> ASSIGNED TASK 1: Copy from the post on floods, mold, and asthma the part that opens with the words containing "I wish I could" and closes with "for Healthy Housing.".
> ASSIGNED TASK 2: Go on with the post about floods, mold, and asthma, picking up after its last sentence.

> PASSAGE:
BEGIN

Floods, Mold, and Asthma.

Floods, Mold, and Asthma

I’ve been watching so much on the news about the floods in Houston and in the surrounding areas, and it’s hard to see.

I wish I could do something to help those in that area. I have already donated to the Red Cross, so what else can I do?

Well, I can share my knowledge as an Environmental Health Educator, and what I learned after we had a flood in our basement. Our flood wasn’t anything even close to what Houston had. We only had a few inches, not water up to our roof line.

Immediate steps to take after a flood

But I learned that it’s important to clean things up the right way since floods, mold and asthma are NOT a good mix. In fact, I recalled a few things I had learned during a work training with the NCHH – National Center for Healthy Housing.

The NCHH has a helpful publication called Flood Clean Up Guide. In it, they talk about being careful if you have asthma and are exposed to mold. Why? Well,  here’s why:

“What are the health effects associated with exposure to mold?”

END

> SUPPLIED DATA:
BEGIN

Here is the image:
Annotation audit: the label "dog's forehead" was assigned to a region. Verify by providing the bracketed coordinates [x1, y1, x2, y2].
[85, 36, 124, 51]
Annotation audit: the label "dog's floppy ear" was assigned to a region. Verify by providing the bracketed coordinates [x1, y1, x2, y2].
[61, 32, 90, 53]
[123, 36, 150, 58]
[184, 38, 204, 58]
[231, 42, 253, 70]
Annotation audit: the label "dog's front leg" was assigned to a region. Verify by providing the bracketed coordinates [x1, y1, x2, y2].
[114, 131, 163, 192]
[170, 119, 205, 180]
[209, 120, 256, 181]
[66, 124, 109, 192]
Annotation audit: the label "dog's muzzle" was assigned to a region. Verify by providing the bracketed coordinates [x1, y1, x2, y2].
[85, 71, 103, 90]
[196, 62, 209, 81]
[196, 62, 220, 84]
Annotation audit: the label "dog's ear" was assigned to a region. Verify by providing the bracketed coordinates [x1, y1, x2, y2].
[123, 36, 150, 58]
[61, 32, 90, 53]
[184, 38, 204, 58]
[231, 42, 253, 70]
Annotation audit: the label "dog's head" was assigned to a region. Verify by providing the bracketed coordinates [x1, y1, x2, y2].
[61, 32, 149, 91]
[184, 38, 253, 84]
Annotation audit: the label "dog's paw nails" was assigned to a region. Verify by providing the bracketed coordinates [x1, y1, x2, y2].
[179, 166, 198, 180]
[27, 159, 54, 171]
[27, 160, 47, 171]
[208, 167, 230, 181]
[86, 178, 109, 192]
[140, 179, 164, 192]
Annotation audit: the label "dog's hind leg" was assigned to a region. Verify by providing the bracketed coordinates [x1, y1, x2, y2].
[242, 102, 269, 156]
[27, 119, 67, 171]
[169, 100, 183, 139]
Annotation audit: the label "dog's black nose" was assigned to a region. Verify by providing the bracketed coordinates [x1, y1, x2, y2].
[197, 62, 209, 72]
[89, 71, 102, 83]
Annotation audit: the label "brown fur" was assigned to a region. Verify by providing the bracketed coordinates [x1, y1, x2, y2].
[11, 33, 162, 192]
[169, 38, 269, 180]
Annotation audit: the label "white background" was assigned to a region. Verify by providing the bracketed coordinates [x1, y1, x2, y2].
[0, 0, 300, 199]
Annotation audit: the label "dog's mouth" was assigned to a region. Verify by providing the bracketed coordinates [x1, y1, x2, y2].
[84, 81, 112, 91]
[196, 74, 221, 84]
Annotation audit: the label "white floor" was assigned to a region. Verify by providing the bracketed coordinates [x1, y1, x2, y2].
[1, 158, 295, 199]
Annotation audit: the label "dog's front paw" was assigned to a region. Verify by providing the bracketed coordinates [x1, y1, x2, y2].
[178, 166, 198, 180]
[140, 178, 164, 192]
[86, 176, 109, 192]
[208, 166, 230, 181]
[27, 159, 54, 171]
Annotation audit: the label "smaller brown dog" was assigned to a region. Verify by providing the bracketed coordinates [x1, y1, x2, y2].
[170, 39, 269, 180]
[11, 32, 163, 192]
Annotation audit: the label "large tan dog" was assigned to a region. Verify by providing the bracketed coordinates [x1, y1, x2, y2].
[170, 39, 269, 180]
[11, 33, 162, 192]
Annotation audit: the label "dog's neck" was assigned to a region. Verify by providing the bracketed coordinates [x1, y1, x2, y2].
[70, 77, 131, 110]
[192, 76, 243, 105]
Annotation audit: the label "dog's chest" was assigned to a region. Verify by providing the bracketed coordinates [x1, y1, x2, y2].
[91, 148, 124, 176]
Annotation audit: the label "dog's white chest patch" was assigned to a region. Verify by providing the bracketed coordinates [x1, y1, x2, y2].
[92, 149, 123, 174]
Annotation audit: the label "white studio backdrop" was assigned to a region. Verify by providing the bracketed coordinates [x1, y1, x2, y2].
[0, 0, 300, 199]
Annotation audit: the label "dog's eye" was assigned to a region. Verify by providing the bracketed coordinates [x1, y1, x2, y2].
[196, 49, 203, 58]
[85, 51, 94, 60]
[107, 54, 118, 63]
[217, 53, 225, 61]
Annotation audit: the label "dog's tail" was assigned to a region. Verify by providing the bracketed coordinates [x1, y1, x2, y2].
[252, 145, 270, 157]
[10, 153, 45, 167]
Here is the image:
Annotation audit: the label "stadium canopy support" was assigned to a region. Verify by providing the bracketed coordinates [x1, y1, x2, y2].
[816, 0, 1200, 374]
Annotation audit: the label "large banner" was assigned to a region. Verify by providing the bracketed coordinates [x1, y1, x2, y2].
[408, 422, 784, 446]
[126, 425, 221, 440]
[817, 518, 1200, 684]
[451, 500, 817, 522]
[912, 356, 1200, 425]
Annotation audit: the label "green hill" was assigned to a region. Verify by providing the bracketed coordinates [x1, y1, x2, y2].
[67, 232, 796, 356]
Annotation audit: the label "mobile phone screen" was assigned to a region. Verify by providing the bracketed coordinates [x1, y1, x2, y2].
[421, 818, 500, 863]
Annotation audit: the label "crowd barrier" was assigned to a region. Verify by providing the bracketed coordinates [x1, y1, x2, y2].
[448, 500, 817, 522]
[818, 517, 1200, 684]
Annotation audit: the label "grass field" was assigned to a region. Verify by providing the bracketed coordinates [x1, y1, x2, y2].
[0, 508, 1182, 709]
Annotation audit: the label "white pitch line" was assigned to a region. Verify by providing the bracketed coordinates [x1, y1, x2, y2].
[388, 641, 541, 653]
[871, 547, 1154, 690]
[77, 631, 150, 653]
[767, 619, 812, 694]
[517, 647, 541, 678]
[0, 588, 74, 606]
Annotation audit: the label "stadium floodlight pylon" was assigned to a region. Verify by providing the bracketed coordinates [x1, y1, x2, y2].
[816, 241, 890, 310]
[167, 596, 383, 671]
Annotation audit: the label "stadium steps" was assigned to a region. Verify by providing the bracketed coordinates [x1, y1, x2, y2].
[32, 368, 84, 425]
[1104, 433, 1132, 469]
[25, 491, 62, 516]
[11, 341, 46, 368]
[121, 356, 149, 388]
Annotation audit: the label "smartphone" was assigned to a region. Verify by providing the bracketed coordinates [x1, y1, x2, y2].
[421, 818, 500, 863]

END

> WRITTEN ANSWER 1:
I wish I could do something to help those in that area. I have already donated to the Red Cross, so what else can I do?

Well, I can share my knowledge as an Environmental Health Educator, and what I learned after we had a flood in our basement. Our flood wasn’t anything even close to what Houston had. We only had a few inches, not water up to our roof line.

Immediate steps to take after a flood

But I learned that it’s important to clean things up the right way since floods, mold and asthma are NOT a good mix. In fact, I recalled a few things I had learned during a work training with the NCHH – National Center for Healthy Housing.

> WRITTEN ANSWER 2:
“People most often are exposed to mold by breathing in mold spores that float in the air.
These mold spores are too small to be seen with the naked eye. When people with mold
allergies breathe air that has high mold levels, they can have allergy symptoms such as
stuffy nose, sinus problems and shortness of breath. Even worse, they may have a life-
threatening asthma attack.”

“What are the symptoms?”

“Get medical attention if you have the following symptoms:

  • Breathing difficulties or shortness of breath
  • Wheezing
  • Sore throat
  • Flu-like aches and pains
  • Fatigue (tired for a long time)”
  • They also give tips for protecting your lungs from allergens, toxins and dust. All of those things could affect your asthma. They list different respirators you can use to protect your lungs too ( page 6 of the brochure.)

    After that, they list ways to protect your eyes, ears, feet, head and hands.

    Please read the brochure and be careful!

    With our flood, we had to clean up our basement by ourselves. Since there were so many people affected by the flood, the disaster clean up companies were overwhelmed, and didn’t have time to help us.

    We used the information from my NCHH training and from the Environmental Protection Agency (EPA).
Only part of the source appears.